# START OF MATERIAL PROVIDED
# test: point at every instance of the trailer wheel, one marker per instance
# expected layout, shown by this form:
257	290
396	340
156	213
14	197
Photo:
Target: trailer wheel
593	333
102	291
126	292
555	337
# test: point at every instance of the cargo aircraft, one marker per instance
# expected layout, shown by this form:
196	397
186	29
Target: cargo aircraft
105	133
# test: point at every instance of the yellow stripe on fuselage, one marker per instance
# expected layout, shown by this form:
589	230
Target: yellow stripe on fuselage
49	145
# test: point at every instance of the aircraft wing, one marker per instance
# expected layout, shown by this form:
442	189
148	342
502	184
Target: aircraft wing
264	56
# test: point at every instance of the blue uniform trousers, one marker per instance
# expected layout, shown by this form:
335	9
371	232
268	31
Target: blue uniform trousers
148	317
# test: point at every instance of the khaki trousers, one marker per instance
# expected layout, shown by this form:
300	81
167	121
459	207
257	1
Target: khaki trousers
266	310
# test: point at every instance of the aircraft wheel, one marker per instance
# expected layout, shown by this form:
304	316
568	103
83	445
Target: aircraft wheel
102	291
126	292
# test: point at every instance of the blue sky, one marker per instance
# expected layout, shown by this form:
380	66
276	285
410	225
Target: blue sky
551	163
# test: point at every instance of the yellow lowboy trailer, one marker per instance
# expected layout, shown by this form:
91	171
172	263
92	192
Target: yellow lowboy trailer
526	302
# END OF MATERIAL PROVIDED
**GOAL OF THE EXERCISE:** Arrange all the lines above into a Markdown table with two columns: Row, which numbers each row, and Line, which holds the line. Leave out any blank lines.

**WRITTEN SOLUTION:**
| Row | Line |
|---|---|
| 1 | # test: point at every instance of the trailer wheel, one marker per instance |
| 2 | # expected layout, shown by this form: |
| 3 | 257	290 |
| 4 | 396	340 |
| 5 | 156	213 |
| 6 | 14	197 |
| 7 | Photo: |
| 8 | Target: trailer wheel |
| 9 | 593	333 |
| 10 | 102	291 |
| 11 | 126	292 |
| 12 | 555	337 |
| 13 | # test: point at every instance of the cargo aircraft, one marker per instance |
| 14 | # expected layout, shown by this form: |
| 15 | 196	397 |
| 16 | 186	29 |
| 17 | Target: cargo aircraft |
| 18 | 105	133 |
| 19 | # test: point at every instance of the yellow stripe on fuselage, one marker per instance |
| 20 | # expected layout, shown by this form: |
| 21 | 589	230 |
| 22 | Target: yellow stripe on fuselage |
| 23 | 49	145 |
| 24 | # test: point at every instance of the aircraft wing, one marker per instance |
| 25 | # expected layout, shown by this form: |
| 26 | 442	189 |
| 27 | 148	342 |
| 28 | 502	184 |
| 29 | Target: aircraft wing |
| 30 | 264	56 |
| 31 | # test: point at every instance of the blue uniform trousers, one marker per instance |
| 32 | # expected layout, shown by this form: |
| 33 | 335	9 |
| 34 | 371	232 |
| 35 | 268	31 |
| 36 | Target: blue uniform trousers |
| 37 | 148	317 |
| 38 | # test: point at every instance of the khaki trousers, one marker per instance |
| 39 | # expected layout, shown by this form: |
| 40 | 300	81 |
| 41 | 167	121 |
| 42 | 459	207 |
| 43 | 257	1 |
| 44 | Target: khaki trousers |
| 45 | 266	310 |
| 46 | # test: point at every instance of the aircraft wheel, one marker per instance |
| 47 | # expected layout, shown by this form: |
| 48 | 304	316 |
| 49 | 568	103 |
| 50 | 83	445 |
| 51 | Target: aircraft wheel |
| 52 | 102	291 |
| 53 | 126	292 |
| 54 | # test: point at every instance of the blue sky, one marker per instance |
| 55 | # expected layout, shown by this form: |
| 56 | 380	66 |
| 57 | 276	285 |
| 58 | 410	225 |
| 59 | Target: blue sky |
| 60 | 551	163 |
| 61 | # test: point at every instance of the yellow lowboy trailer, one marker per instance |
| 62 | # expected layout, shown by this form: |
| 63 | 91	171 |
| 64 | 172	263 |
| 65 | 92	192 |
| 66 | Target: yellow lowboy trailer |
| 67 | 526	302 |